• Short exercise
Return every line in the data records that contains the word "brown", treating uppercase and lowercase as different.

Data records

— BEGIN —

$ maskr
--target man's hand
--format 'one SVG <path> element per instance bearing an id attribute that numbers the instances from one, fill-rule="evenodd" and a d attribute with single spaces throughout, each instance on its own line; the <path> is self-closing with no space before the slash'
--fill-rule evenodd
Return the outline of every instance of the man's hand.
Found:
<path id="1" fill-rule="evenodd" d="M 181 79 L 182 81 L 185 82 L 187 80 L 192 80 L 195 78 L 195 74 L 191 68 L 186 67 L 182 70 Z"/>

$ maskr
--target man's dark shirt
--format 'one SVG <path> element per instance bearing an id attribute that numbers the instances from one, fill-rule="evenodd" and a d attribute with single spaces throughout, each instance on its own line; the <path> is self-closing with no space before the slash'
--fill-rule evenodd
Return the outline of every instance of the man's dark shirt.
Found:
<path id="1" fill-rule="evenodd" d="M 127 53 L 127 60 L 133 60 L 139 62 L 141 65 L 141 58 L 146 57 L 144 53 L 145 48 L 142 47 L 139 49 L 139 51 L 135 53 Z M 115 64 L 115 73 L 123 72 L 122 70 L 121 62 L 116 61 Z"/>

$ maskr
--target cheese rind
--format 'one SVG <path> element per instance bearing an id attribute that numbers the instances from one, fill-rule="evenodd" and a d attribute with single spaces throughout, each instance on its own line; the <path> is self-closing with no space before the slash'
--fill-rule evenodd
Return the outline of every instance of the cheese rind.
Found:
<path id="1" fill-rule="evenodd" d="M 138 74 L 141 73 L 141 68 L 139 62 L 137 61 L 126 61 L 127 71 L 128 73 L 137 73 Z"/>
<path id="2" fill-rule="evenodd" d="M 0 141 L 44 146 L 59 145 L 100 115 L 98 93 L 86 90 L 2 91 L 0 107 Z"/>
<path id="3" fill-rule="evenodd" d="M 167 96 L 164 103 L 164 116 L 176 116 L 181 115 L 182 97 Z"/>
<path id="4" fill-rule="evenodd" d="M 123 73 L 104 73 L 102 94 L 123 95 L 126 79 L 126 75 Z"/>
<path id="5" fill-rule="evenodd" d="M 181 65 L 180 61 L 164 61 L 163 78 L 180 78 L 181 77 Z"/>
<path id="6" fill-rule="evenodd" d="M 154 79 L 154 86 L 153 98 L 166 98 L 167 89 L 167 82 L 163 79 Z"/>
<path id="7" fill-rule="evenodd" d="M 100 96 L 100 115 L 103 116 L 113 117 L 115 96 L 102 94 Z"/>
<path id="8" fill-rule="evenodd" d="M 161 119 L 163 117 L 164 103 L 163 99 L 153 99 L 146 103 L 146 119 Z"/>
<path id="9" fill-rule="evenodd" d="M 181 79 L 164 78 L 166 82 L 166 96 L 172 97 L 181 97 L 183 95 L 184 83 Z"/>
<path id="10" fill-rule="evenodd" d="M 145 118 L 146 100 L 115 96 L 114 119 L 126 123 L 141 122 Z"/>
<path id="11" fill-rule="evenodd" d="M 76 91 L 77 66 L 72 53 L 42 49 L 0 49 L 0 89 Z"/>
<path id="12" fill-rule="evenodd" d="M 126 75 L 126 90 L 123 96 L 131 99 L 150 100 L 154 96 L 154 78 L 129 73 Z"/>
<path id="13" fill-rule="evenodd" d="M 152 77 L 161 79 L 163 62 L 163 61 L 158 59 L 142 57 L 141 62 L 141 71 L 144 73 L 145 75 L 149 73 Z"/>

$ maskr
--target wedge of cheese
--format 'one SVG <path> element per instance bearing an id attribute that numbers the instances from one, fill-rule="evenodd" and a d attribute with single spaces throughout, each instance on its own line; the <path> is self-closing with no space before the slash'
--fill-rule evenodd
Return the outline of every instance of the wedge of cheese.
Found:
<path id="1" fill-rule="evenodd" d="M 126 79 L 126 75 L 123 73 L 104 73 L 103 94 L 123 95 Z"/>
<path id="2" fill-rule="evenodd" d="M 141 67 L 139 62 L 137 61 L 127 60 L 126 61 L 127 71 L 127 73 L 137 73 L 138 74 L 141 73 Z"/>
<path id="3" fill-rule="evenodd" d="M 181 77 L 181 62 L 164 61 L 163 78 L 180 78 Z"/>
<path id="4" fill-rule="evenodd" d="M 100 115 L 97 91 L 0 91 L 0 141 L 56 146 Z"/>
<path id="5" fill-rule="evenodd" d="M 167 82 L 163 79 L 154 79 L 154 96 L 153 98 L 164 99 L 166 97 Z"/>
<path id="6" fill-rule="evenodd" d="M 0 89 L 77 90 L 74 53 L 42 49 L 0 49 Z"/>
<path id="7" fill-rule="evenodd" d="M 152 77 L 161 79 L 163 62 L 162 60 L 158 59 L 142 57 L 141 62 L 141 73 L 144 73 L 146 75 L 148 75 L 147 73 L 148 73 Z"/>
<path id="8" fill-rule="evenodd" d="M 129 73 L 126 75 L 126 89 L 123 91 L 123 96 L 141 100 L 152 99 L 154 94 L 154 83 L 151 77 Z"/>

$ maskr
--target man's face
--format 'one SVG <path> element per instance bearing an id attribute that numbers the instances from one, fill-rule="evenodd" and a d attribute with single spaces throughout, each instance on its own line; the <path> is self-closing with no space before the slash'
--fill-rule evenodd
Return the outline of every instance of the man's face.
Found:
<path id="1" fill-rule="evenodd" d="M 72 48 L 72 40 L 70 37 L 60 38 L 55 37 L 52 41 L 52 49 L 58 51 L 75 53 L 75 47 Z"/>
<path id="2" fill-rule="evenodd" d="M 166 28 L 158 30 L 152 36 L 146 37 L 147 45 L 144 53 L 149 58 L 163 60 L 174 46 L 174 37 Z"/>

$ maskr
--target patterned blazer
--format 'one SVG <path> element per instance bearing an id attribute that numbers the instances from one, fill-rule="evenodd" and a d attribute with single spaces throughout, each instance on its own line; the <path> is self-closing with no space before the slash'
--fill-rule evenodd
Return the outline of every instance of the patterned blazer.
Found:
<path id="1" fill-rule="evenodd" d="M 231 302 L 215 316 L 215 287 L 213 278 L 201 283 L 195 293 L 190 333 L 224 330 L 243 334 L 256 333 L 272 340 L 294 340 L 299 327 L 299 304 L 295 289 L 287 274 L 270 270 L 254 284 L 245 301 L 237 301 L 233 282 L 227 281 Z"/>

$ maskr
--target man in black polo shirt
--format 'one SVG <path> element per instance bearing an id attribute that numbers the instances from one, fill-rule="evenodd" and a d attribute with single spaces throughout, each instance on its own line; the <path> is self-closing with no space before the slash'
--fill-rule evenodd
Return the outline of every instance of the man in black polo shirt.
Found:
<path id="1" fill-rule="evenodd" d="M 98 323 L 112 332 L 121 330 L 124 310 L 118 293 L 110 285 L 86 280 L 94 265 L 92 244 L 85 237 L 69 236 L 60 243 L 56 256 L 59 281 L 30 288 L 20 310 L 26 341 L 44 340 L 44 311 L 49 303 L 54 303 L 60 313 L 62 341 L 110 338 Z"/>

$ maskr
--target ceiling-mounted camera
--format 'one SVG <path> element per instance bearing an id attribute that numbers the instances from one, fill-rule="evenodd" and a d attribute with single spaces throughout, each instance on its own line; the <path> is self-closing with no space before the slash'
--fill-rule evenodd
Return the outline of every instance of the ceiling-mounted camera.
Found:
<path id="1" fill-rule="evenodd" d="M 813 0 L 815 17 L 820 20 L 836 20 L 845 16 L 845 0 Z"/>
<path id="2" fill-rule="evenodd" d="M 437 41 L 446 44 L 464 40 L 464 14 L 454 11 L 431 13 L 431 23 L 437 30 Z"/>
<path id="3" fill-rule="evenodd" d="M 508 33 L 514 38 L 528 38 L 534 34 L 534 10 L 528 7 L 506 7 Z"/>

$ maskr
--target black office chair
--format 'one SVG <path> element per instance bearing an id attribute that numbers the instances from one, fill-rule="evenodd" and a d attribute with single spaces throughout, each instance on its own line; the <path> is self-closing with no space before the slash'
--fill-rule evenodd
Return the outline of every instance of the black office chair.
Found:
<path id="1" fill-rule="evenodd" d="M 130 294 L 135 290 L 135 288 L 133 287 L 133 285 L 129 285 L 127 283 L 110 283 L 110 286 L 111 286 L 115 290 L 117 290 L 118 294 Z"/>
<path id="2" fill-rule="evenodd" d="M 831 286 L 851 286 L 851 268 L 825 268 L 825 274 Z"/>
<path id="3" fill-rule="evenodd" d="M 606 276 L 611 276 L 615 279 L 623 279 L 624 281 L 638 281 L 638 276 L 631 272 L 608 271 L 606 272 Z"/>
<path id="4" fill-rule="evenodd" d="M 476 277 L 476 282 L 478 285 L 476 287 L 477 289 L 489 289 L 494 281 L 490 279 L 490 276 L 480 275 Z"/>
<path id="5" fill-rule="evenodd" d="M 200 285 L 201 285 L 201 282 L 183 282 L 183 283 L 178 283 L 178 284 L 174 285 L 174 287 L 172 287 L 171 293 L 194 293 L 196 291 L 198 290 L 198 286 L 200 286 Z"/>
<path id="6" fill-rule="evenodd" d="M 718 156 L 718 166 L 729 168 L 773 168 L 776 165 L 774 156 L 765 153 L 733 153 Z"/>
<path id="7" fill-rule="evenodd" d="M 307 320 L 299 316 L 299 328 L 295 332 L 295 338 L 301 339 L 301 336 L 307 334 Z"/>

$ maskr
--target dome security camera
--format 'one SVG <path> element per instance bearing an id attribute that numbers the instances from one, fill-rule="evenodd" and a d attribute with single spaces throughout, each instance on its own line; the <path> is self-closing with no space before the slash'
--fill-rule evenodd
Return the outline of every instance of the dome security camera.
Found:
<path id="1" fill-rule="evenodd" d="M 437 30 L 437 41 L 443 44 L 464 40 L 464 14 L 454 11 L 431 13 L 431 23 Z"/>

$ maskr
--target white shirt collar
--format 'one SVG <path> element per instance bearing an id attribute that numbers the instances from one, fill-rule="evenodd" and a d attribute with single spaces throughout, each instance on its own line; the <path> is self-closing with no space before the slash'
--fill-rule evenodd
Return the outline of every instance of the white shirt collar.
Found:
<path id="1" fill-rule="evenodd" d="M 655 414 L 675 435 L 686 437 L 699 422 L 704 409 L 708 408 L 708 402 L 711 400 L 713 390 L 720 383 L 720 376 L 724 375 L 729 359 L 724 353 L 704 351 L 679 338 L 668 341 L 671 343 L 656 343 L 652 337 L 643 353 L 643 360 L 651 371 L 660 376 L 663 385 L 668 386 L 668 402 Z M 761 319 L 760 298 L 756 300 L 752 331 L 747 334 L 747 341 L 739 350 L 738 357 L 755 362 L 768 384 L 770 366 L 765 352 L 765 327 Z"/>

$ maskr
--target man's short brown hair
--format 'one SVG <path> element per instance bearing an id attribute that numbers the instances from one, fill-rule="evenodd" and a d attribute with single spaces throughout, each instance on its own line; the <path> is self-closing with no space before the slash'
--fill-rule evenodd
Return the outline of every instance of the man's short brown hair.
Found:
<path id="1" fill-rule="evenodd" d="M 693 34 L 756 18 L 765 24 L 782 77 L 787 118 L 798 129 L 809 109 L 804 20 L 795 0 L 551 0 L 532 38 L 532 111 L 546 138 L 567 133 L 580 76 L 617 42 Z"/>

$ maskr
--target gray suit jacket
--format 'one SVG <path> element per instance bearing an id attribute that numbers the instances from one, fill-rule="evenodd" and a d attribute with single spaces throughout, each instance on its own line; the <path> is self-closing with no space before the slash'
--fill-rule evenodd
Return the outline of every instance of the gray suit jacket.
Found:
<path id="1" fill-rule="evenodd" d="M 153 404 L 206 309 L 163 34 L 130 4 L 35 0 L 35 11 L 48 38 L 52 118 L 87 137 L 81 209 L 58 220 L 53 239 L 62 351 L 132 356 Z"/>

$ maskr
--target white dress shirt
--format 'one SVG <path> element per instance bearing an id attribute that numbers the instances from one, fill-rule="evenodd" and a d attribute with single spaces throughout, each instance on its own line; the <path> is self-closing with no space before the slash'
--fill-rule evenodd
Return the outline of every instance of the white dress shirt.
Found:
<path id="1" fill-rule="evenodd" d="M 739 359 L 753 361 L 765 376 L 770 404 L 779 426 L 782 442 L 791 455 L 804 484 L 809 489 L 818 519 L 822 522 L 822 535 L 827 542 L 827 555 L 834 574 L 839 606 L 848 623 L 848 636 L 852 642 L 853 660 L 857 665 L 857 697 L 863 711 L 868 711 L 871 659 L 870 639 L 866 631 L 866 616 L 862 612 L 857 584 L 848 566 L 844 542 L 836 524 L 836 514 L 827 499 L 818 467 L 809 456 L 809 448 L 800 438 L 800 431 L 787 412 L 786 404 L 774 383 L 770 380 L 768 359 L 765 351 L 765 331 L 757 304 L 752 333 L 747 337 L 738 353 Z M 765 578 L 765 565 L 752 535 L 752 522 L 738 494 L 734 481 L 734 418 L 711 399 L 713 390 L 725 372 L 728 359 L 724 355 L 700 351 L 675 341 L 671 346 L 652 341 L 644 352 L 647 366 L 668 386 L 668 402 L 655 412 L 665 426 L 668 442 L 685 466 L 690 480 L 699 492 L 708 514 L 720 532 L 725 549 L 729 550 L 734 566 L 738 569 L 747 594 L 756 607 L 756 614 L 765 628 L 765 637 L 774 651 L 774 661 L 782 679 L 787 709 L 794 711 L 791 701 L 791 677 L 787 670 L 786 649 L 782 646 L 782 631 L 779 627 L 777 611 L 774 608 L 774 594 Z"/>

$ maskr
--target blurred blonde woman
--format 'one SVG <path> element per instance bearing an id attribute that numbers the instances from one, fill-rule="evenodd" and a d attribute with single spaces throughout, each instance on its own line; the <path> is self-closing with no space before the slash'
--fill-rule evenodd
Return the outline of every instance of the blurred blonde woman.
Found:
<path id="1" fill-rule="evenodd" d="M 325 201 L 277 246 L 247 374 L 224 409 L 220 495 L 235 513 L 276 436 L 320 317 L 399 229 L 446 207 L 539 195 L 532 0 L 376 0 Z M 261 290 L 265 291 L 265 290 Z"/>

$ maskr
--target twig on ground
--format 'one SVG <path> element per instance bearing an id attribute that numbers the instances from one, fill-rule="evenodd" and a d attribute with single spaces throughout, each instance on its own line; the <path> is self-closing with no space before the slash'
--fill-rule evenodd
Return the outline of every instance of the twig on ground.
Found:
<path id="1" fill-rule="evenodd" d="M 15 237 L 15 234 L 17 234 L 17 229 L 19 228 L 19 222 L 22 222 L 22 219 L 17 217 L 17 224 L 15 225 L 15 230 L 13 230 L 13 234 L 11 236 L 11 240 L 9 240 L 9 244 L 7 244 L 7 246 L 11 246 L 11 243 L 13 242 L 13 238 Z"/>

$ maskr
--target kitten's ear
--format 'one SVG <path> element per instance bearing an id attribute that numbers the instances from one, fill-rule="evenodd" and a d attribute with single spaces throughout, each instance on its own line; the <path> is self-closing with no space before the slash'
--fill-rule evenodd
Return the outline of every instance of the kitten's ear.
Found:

— END —

• Complete response
--target man's short brown hair
Return the outline of every instance of the man's short brown hair.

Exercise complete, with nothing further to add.